--- PROBLEM SET ---
#1 According to the article on medical practices, how many members does Heritage Medical Associates have?
#2 Copy the article on medical practices word for word, from "Those regulations require" to "pay their bills.".

VOL. 37 | NO. 35 | Friday, August 30, 2013
Medical practices find going big better for bottom line
By Jeannie Naujeck
Jim Browne, CEO of Heritage Medical Associates
Across the country, doctors are abandoning private practice en masse, a trend attributed in large part to new federal regulations.
Those regulations require them to spend large sums of capital on business expenditures such as converting to electronic medical records – at the same time their income is being squeezed by reimbursement cuts for older patients on Medicare and bad debt from patients who can’t pay their bills.
Two of the oldest and largest physician groups in Middle Tennessee, Urology Associates and Heritage Medical Associates have remained independent and profitable thanks to a long-range vision, smart growth and good business practice implementation.
Here are some of the ways they have managed to stay independent:
Scale up – to a point
Size matters in the brave new world of health care, and some are predicting the end of the small independent practice – especially in primary care and internal medicine, which are being drawn into accountable care relationships with hospitals.
“Our size and scale allows us to have the technology and the infrastructure to be able to support the physician in a way that they want and need and enjoy,” says Jim Browne, CEO of Heritage Medical Associates, a 100 member multi-specialty practice.
“We are always looking for opportunities and for physicians that would be a good cultural fit.”
Both groups grew early on through mergers of smaller practices and continue to grow through hiring and mergers; Urology Associates recently added several new doctors in Franklin through a December 2012 acquisition.

--- DATASET EXTRACT ---
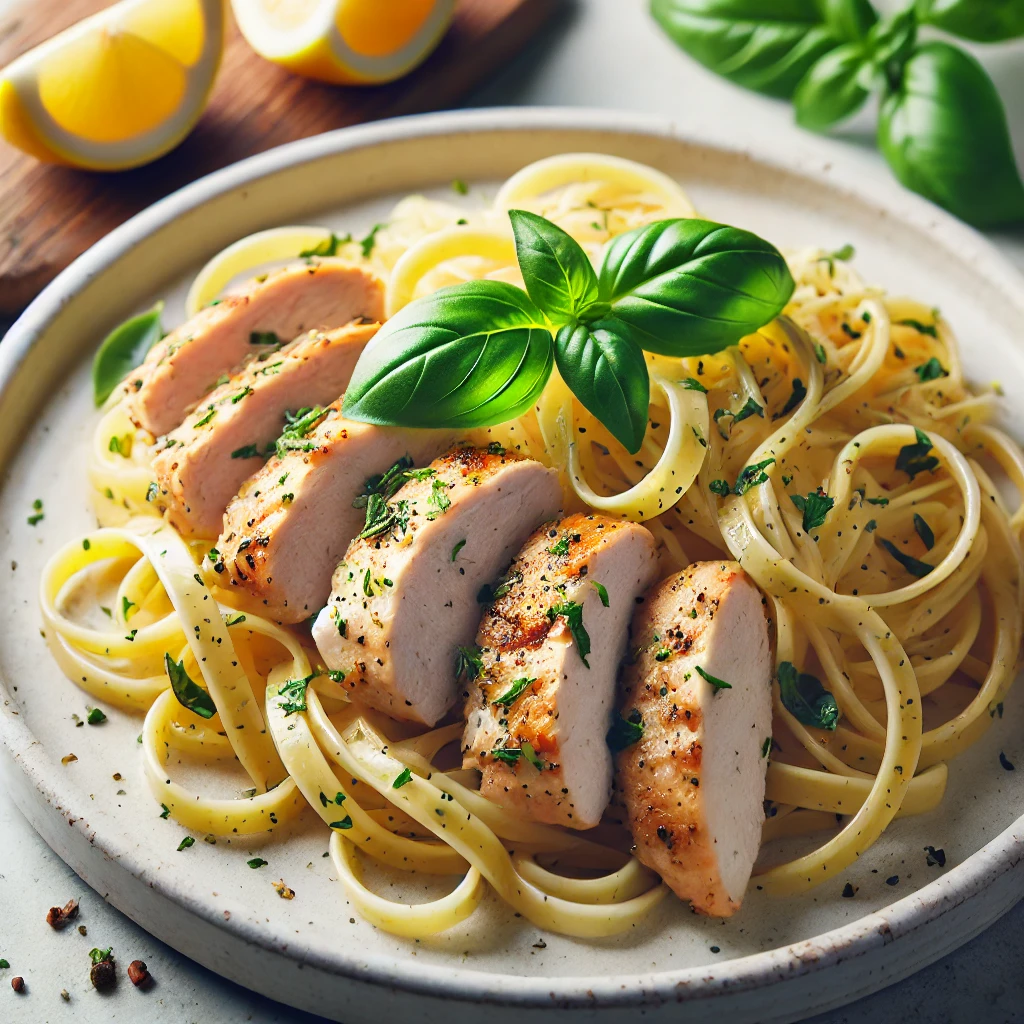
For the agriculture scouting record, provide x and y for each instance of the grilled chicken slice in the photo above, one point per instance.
(209, 457)
(694, 781)
(290, 523)
(404, 599)
(186, 365)
(538, 715)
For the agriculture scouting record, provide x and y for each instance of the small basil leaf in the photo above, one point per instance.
(606, 371)
(832, 90)
(849, 19)
(469, 355)
(805, 697)
(765, 45)
(189, 694)
(692, 287)
(944, 133)
(980, 20)
(123, 349)
(556, 270)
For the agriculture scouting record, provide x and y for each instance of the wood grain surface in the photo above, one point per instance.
(49, 215)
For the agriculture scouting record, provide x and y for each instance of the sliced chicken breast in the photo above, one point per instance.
(270, 310)
(699, 689)
(404, 599)
(538, 714)
(289, 525)
(226, 439)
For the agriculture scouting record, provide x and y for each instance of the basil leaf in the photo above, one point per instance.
(980, 20)
(832, 89)
(765, 45)
(688, 287)
(556, 270)
(944, 133)
(123, 349)
(805, 697)
(470, 355)
(189, 694)
(606, 371)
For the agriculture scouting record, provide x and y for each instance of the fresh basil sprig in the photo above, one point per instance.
(123, 349)
(941, 123)
(480, 353)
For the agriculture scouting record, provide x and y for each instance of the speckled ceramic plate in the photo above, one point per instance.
(776, 961)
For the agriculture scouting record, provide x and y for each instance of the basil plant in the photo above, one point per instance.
(479, 353)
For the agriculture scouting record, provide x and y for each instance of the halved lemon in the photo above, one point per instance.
(118, 89)
(349, 42)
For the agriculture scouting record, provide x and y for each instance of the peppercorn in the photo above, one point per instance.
(103, 975)
(138, 974)
(57, 916)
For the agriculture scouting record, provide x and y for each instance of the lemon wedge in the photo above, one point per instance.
(118, 89)
(350, 42)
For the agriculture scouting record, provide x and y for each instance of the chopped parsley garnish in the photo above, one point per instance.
(626, 731)
(297, 425)
(572, 613)
(815, 507)
(530, 755)
(931, 371)
(928, 329)
(560, 547)
(719, 684)
(340, 624)
(513, 692)
(798, 394)
(294, 695)
(753, 476)
(329, 247)
(913, 459)
(370, 241)
(468, 664)
(805, 697)
(924, 531)
(913, 565)
(189, 694)
(437, 501)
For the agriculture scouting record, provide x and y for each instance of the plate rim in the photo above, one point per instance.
(1001, 855)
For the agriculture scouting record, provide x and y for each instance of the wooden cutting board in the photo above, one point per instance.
(49, 215)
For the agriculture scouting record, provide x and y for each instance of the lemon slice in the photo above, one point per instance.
(350, 42)
(118, 89)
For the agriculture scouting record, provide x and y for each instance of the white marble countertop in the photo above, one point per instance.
(601, 53)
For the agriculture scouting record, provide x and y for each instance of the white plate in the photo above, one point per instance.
(776, 961)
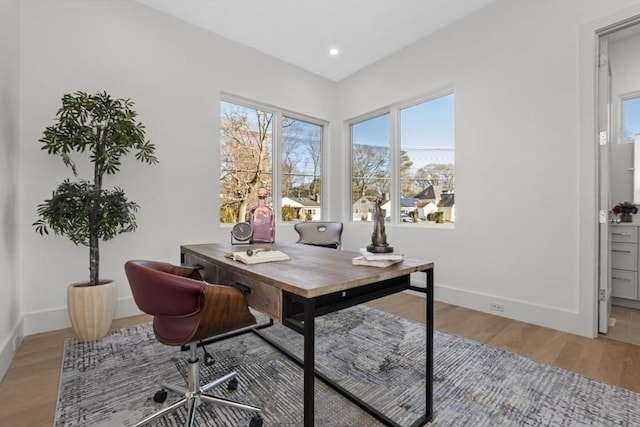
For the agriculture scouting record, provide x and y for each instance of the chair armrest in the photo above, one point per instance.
(224, 309)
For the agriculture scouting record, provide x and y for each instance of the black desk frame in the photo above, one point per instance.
(299, 313)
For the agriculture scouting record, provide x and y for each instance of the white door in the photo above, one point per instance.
(604, 197)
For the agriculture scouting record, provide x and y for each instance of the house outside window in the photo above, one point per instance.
(413, 173)
(251, 138)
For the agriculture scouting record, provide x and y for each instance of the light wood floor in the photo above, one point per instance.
(29, 390)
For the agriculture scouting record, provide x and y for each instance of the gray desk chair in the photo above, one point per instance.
(327, 234)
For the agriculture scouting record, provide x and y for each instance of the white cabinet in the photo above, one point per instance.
(624, 261)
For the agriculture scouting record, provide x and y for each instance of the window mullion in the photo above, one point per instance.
(276, 195)
(394, 173)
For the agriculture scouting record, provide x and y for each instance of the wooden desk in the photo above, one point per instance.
(316, 281)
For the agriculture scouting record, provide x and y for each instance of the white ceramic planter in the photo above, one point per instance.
(91, 308)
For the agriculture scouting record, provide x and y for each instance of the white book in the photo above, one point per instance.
(390, 256)
(258, 257)
(361, 260)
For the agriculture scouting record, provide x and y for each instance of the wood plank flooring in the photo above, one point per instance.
(28, 392)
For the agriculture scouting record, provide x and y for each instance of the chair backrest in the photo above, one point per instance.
(158, 292)
(327, 234)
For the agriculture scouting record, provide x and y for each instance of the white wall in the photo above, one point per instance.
(514, 67)
(174, 72)
(11, 329)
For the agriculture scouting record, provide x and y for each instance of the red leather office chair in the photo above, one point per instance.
(327, 234)
(186, 310)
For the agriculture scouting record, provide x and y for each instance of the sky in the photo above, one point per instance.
(426, 131)
(631, 116)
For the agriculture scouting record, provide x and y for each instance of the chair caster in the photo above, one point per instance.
(256, 421)
(209, 360)
(160, 396)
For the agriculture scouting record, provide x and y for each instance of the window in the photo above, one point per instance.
(371, 150)
(419, 186)
(301, 170)
(630, 118)
(251, 138)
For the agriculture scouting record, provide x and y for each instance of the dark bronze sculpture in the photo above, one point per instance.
(379, 237)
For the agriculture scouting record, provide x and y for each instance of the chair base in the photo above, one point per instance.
(194, 395)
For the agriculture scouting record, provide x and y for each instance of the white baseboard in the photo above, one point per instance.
(549, 317)
(51, 320)
(9, 347)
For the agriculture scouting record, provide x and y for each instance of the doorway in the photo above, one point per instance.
(618, 111)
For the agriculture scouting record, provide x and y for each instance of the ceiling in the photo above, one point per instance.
(301, 32)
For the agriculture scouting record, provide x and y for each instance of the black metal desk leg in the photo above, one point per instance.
(309, 362)
(429, 323)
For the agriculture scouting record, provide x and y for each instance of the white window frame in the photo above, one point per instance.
(394, 116)
(276, 156)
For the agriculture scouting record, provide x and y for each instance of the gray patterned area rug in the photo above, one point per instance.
(377, 355)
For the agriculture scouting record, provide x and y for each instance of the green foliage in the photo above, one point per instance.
(68, 212)
(82, 211)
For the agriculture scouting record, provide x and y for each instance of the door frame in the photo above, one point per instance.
(587, 225)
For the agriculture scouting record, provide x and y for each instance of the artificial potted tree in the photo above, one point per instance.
(83, 210)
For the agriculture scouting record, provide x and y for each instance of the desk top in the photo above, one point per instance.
(312, 271)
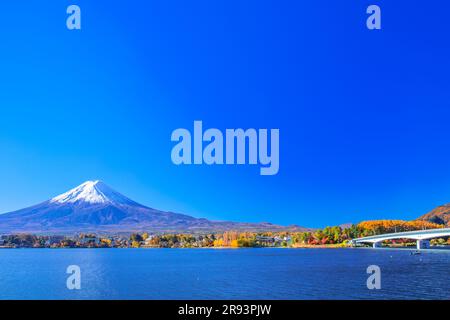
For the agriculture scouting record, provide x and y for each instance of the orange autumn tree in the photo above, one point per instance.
(390, 226)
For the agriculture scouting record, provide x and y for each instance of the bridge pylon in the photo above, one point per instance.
(423, 244)
(376, 245)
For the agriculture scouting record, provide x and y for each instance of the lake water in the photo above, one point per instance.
(223, 274)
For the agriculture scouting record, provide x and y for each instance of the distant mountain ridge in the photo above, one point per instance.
(95, 207)
(439, 215)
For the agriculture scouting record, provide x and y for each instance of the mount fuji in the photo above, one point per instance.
(95, 207)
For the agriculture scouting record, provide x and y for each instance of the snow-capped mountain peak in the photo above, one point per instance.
(93, 192)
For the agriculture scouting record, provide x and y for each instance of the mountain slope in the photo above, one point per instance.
(439, 215)
(95, 207)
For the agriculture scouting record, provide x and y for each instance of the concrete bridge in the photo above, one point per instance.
(421, 236)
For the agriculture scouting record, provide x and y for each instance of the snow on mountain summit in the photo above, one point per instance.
(93, 192)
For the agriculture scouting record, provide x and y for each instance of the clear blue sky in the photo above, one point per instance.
(363, 115)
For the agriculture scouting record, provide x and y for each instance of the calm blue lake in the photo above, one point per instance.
(223, 274)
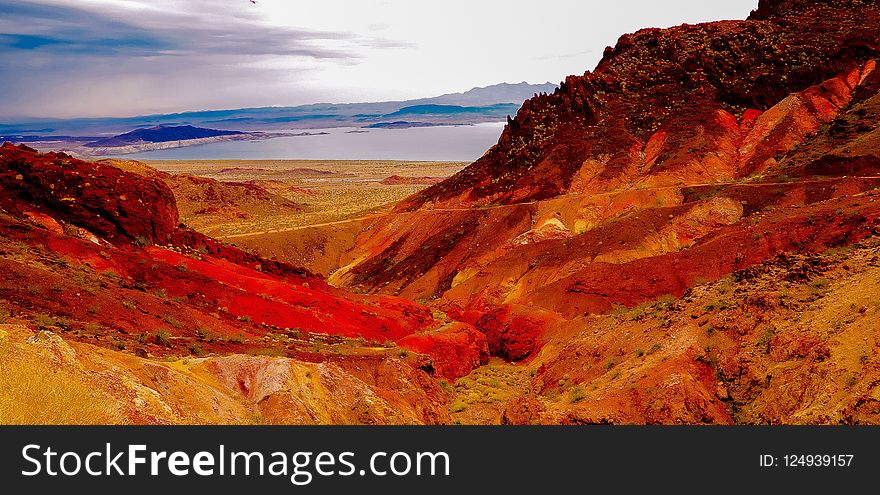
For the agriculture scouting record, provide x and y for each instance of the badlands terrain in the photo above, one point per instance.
(690, 233)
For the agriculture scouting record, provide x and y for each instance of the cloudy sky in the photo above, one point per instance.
(75, 58)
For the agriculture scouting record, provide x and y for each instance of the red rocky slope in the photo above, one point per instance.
(122, 265)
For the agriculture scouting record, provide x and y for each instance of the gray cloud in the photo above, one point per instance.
(73, 58)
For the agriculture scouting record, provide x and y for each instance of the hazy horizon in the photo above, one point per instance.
(114, 58)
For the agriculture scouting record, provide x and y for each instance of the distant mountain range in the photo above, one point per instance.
(160, 134)
(486, 104)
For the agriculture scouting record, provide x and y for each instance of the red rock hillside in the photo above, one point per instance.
(126, 274)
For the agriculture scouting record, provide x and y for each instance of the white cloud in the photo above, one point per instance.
(115, 57)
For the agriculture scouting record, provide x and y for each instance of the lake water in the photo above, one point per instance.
(440, 143)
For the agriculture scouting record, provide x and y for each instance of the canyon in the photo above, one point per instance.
(688, 233)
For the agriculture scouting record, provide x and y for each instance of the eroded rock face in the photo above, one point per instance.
(111, 203)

--- ANSWERS BY ITEM NUMBER ---
#1 100 members

#2
Those regulations require them to spend large sums of capital on business expenditures such as converting to electronic medical records – at the same time their income is being squeezed by reimbursement cuts for older patients on Medicare and bad debt from patients who can’t pay their bills.